**INSTRUCTIONS TO FOLLOW:** Exactly reproduce the line containing "written like (514,218)." together with every line after it, through the end of the entries, and give nothing more.

┌────────

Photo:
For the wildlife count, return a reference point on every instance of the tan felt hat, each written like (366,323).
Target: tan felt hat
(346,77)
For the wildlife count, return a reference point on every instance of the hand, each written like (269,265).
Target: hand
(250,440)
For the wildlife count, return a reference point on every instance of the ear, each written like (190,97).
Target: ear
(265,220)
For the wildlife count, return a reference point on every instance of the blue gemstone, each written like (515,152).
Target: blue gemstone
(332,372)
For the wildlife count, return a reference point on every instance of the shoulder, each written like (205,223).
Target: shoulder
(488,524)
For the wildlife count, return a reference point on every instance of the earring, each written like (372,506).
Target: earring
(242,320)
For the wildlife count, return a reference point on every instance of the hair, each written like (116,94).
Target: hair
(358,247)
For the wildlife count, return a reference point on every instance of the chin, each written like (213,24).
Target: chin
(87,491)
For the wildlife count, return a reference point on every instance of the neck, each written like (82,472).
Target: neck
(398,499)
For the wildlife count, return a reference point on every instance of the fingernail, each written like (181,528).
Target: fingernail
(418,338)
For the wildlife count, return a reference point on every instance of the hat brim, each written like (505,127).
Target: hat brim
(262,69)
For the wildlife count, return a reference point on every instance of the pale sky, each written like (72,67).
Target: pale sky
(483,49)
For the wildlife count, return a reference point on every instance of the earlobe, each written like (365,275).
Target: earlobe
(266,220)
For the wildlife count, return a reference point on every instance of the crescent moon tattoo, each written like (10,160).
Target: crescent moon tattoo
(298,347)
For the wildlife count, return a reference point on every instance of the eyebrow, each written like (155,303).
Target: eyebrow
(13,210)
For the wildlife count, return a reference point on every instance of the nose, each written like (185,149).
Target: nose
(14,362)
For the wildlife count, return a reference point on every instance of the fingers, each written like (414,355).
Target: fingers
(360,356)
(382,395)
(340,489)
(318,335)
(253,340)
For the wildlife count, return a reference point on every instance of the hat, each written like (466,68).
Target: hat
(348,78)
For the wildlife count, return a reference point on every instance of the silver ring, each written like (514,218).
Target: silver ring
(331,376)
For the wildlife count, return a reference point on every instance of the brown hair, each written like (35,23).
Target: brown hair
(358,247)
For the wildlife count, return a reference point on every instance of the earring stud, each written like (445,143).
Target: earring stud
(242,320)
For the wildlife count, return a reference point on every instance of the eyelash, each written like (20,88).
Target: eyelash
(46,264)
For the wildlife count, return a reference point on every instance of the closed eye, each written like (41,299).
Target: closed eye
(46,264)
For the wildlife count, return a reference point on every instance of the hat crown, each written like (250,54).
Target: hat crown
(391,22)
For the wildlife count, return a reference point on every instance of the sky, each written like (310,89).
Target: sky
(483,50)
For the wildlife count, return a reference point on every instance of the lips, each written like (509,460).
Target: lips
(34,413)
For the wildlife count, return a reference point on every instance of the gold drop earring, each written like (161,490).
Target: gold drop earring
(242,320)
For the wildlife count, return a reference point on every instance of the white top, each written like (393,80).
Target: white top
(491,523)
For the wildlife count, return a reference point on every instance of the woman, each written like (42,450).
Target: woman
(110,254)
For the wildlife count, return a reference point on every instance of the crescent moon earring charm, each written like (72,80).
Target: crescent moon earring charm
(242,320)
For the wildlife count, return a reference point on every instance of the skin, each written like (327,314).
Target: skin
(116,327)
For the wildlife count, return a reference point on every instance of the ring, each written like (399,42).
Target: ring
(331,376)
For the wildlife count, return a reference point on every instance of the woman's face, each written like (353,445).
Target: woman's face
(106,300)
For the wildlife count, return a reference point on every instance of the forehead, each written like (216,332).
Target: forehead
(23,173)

└────────

**TASK RESULT:**
For the wildlife count, return a reference point on every instance of the silver ring, each written like (514,218).
Target: silver ring
(331,376)
For the wildlife count, return a reference point on every instance of the brown hair, each written like (35,23).
Target: brown hair
(358,247)
For the wildlife count, return a reference point on every instance of the earring stud, each written like (445,143).
Target: earring stud
(242,320)
For the wildlife count, return a reference point on every instance of the eyelash, each written like (20,88).
Target: eyelash
(46,264)
For the wildlife count, return a reference point on every instance of the closed eye, each written like (41,299).
Target: closed eye
(46,264)
For the wildlife count, return a reference point on every instance of the hat crown, each written like (250,54).
Target: hat crown
(391,22)
For the wildlife count, return a reference point on every instance of the sky, each written like (310,89).
Target: sky
(483,50)
For the wildlife count, return a reference point on every instance of the lips, each written like (509,460).
Target: lips
(34,413)
For the wildlife count, return a reference point on every instance of the gold drop earring, each written like (161,490).
Target: gold drop earring
(242,320)
For the wildlife count, return a reference point on every instance of the white top, each written like (393,80).
Target: white top
(491,523)
For the wildlife count, return a reference point on every instance of the woman, each written like (42,450).
Target: woman
(110,254)
For the wildlife count, return a reference point on every instance of the crescent moon earring charm, each written like (72,80).
Target: crescent moon earring charm
(242,320)
For the wildlife count, return a reference point on every instance of the skin, each written like (327,314).
Target: skin
(116,327)
For the wildlife count, return a reference point on every instance of the ring, each written like (399,42).
Target: ring
(331,376)
For the wildlife count, return a reference point on every instance of the woman's face, each written like (353,445).
Target: woman's face
(106,300)
For the wildlife count, return a reference point on every instance of the forehead, each written like (216,332).
Target: forehead
(23,173)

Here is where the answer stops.